In unsupervised learning, the machine receives inputs but obtains neither supervised target outputs, nor rewards from its environment. It may seem somewhat mysterious to imagine what the machine could possibly learn given that it doesn't get any feedback from its environment. However, it is possible to develop a formal framework for unsupervised learning, based on the notion that the machine's goal is to build representations of the input that can be used for decision making, predicting future inputs, efficiently communicating the inputs to another machine, and so on. In a sense, unsupervised learning can be thought of as finding patterns in the data above and beyond what would be considered noise.
Some of the goals of unsupervised learning are as follows:
- Discovering useful structures in large data sets without requiring a target desired output
- Improving learning speed for inputs
- Building a model of the data vectors by assigning a score or probability to each possible data vector
Reinforcement learning is the problem of getting an agent to act in the world so as to maximize its rewards. It is about what to do and how to map situations to actions so as to maximize a numerical reward signal. The learner is not told which actions to take, as in most forms of machine learning, but instead must discover which actions yield the most reward by trying them. The two most important distinguishing features of reinforcement learning are trial and error and search and delayed reward. Some examples of reinforcement learning are as follows:
- A chess player making a move, the choice is informed both by planning anticipating possible replies and counter replies.
- An adaptive controller adjusts parameters of a petroleum refinery's operation in real time. The controller optimizes the yield/cost/quality trade-off on the basis of specified marginal costs without sticking strictly to the set points originally suggested by engineers.
- A gazelle calf struggles to its feet minutes after being born. Half an hour later it is running at 20 miles per hour.
- Teaching a dog a new trick--one cannot tell it what to do, but one can reward/punish it if it does the right/wrong thing. It has to figure out what it did that made it get the reward/punishment, which is known as the credit assignment problem.

※ ※ ※

Work request A -> According to the machine learning passage, how fast is the gazelle calf running half an hour after it is born?
Work request B -> Transcribe the machine learning passage, beginning at the words "- An adaptive" and stopping after "credit assignment problem.".

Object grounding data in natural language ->

※ ※ ※

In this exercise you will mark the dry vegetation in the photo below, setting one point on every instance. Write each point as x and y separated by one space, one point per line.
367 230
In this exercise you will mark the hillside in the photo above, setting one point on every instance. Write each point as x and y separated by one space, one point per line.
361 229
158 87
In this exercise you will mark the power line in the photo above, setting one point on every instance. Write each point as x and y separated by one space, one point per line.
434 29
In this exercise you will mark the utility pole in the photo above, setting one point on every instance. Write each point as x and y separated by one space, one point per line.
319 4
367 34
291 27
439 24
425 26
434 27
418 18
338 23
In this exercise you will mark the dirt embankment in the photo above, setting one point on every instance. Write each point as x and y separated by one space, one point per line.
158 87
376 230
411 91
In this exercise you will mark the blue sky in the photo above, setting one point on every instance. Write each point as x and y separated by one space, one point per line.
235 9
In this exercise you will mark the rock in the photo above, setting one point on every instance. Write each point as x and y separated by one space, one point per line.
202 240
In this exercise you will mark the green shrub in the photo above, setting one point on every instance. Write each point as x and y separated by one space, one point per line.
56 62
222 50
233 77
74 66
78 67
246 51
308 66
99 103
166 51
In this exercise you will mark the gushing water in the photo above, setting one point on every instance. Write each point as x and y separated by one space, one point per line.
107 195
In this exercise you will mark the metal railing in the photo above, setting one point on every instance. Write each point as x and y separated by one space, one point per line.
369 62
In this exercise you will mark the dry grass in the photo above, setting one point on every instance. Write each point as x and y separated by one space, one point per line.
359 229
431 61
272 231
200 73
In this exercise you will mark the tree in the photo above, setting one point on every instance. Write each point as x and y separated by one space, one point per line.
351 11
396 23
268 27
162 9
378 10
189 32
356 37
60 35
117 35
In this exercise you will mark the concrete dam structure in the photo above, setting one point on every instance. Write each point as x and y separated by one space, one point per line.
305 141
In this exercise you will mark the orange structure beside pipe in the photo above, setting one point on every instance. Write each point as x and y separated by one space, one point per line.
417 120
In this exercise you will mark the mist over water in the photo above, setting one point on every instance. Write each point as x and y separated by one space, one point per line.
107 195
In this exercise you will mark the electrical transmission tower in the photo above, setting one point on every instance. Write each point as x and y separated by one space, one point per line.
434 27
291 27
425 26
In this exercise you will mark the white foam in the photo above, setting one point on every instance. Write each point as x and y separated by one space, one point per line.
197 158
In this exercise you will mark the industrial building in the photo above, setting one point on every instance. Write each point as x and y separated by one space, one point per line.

※ ※ ※

Your solution A -> 20 miles per hour

Your solution B ->
- An adaptive controller adjusts parameters of a petroleum refinery's operation in real time. The controller optimizes the yield/cost/quality trade-off on the basis of specified marginal costs without sticking strictly to the set points originally suggested by engineers.
- A gazelle calf struggles to its feet minutes after being born. Half an hour later it is running at 20 miles per hour.
- Teaching a dog a new trick--one cannot tell it what to do, but one can reward/punish it if it does the right/wrong thing. It has to figure out what it did that made it get the reward/punishment, which is known as the credit assignment problem.